* _GIVEN REQUEST_
Extract exactly the range of lines bounded by the line containing "I bet you can't find the residential" and the final line of the listing, both ends included, and no other lines.

* _RECORD SET_
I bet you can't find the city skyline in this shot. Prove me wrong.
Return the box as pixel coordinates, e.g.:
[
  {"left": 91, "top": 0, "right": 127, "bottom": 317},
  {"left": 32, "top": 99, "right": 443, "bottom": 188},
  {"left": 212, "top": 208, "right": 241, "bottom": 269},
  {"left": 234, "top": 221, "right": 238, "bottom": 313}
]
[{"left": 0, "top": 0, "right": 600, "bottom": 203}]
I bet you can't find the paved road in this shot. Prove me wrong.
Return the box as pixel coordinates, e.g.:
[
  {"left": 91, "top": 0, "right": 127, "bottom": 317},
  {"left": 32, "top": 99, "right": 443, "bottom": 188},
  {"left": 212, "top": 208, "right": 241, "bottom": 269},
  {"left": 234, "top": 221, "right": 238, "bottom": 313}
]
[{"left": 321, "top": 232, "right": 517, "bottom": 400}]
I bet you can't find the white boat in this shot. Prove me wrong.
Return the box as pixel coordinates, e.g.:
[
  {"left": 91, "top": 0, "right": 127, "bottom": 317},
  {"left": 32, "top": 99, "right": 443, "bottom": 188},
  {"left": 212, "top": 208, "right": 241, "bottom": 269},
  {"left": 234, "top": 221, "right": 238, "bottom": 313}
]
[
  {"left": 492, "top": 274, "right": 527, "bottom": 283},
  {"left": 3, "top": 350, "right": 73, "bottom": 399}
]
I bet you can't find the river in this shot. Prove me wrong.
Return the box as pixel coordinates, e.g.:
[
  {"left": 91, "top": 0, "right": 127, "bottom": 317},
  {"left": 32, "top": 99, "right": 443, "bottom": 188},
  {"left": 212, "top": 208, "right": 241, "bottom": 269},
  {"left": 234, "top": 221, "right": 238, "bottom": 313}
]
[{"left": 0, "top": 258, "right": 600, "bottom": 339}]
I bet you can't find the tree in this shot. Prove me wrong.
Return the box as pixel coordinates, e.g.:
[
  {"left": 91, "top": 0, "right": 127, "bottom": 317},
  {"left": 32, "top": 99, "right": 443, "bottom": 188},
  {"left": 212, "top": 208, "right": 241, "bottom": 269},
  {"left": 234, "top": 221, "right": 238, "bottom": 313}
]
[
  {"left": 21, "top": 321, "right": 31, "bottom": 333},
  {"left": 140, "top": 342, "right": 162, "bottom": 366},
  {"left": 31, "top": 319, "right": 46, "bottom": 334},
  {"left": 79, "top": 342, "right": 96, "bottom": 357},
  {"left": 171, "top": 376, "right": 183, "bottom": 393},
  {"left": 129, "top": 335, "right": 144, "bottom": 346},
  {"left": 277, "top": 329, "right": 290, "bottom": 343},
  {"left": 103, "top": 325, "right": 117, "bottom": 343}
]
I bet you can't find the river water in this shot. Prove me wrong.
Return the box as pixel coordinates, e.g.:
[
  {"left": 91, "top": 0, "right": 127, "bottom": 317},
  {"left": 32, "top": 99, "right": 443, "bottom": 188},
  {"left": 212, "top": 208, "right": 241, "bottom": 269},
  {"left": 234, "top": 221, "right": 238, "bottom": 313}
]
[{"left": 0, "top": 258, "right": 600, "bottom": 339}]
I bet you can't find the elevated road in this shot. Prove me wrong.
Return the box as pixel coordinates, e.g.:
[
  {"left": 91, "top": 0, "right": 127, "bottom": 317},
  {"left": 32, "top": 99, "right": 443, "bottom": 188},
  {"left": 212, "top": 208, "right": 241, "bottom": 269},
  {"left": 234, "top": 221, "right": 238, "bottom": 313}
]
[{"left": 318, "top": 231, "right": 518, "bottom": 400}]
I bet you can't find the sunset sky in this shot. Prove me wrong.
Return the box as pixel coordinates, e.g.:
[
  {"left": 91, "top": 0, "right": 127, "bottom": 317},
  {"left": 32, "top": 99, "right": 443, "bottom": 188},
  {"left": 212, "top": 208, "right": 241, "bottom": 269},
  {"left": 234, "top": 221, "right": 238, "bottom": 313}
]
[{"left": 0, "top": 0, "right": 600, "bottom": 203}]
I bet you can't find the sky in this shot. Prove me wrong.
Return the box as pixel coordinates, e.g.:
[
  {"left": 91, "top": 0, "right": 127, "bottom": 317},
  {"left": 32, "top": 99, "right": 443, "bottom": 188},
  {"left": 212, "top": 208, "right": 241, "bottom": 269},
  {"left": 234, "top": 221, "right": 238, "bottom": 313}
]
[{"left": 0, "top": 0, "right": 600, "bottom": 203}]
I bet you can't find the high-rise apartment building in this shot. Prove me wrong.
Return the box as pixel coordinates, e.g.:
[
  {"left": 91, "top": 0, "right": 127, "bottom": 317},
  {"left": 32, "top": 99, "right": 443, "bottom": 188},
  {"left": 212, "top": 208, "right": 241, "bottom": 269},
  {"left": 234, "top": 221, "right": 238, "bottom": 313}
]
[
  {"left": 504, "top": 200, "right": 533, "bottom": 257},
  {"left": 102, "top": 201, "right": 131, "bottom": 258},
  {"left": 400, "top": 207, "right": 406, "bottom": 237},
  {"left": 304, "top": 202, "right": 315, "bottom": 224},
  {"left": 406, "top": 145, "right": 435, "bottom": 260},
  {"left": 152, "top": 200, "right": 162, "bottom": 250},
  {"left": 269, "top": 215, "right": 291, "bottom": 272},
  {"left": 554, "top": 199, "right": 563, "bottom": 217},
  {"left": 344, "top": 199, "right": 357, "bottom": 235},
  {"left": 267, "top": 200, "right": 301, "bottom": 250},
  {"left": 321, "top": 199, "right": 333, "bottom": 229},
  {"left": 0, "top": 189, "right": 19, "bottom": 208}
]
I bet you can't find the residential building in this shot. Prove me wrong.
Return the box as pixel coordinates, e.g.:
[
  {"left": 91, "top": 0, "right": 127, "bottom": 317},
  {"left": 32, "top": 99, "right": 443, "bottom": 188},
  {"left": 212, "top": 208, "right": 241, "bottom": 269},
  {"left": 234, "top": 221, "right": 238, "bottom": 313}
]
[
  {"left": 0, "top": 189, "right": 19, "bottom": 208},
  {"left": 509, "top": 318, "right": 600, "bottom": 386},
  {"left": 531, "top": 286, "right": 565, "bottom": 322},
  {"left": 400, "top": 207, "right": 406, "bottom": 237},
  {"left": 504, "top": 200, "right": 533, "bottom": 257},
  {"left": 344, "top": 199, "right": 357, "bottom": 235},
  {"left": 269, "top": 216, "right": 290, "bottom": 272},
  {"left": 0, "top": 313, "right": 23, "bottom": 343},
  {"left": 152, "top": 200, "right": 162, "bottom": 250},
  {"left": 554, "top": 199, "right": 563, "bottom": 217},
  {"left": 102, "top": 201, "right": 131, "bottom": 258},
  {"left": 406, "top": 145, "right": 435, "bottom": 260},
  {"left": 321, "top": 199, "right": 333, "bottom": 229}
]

* _EXERCISE RESULT_
I bet you can't find the residential building in this shot. Prove me wrong.
Return the box as pixel coordinates, e.g.:
[
  {"left": 91, "top": 0, "right": 127, "bottom": 317},
  {"left": 32, "top": 99, "right": 443, "bottom": 188},
  {"left": 212, "top": 208, "right": 241, "bottom": 269},
  {"left": 234, "top": 221, "right": 238, "bottom": 313}
]
[
  {"left": 0, "top": 189, "right": 19, "bottom": 208},
  {"left": 509, "top": 318, "right": 600, "bottom": 386},
  {"left": 531, "top": 286, "right": 565, "bottom": 322},
  {"left": 400, "top": 207, "right": 406, "bottom": 237},
  {"left": 504, "top": 200, "right": 533, "bottom": 257},
  {"left": 344, "top": 199, "right": 357, "bottom": 235},
  {"left": 269, "top": 216, "right": 290, "bottom": 272},
  {"left": 0, "top": 313, "right": 23, "bottom": 343},
  {"left": 152, "top": 200, "right": 162, "bottom": 250},
  {"left": 554, "top": 199, "right": 563, "bottom": 217},
  {"left": 102, "top": 201, "right": 131, "bottom": 258},
  {"left": 406, "top": 145, "right": 435, "bottom": 260},
  {"left": 321, "top": 199, "right": 333, "bottom": 229}
]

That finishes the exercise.